--- START THE INPUT ---

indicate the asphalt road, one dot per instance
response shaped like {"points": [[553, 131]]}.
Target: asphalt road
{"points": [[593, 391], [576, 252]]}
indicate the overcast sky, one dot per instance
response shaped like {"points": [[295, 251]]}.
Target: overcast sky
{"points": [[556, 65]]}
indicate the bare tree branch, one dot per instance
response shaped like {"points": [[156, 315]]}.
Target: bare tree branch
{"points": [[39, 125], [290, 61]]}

--- END THE INPUT ---
--- START THE INPUT ---

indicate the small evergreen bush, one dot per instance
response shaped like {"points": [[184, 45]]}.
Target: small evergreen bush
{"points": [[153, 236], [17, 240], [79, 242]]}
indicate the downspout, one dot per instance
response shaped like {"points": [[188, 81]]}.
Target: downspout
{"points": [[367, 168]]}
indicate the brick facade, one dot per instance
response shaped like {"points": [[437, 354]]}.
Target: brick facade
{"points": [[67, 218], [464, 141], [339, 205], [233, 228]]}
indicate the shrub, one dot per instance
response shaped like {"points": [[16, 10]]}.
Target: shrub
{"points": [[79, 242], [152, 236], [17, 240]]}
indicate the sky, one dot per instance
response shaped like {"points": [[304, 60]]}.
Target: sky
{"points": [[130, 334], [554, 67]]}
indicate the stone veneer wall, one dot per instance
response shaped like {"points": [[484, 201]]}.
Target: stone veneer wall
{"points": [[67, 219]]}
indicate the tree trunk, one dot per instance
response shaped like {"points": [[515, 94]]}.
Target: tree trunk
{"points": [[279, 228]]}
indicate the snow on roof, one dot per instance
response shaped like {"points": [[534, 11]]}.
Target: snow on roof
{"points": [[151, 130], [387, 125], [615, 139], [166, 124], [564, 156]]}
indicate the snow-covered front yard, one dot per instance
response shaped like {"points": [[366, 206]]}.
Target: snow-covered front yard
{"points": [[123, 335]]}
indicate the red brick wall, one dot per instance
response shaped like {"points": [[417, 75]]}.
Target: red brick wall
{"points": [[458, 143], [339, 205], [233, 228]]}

--- END THE INPUT ---
--- START THE INPUT ---

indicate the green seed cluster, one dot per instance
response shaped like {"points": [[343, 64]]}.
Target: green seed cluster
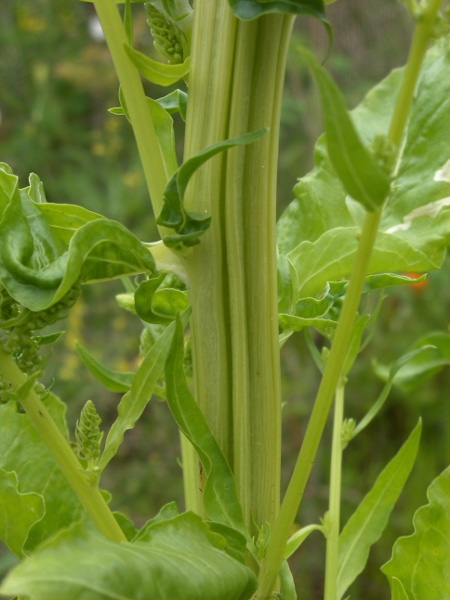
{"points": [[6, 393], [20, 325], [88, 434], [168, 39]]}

--- END THE INPUT ---

**WRITTEN EXERCISE**
Could you show every line of the data above that contains the string "bare"? Uppercase and lowercase count as different letters.

**RESULT OF THE EXERCISE**
indicate the bare tree branch, one dot per instance
Target: bare tree branch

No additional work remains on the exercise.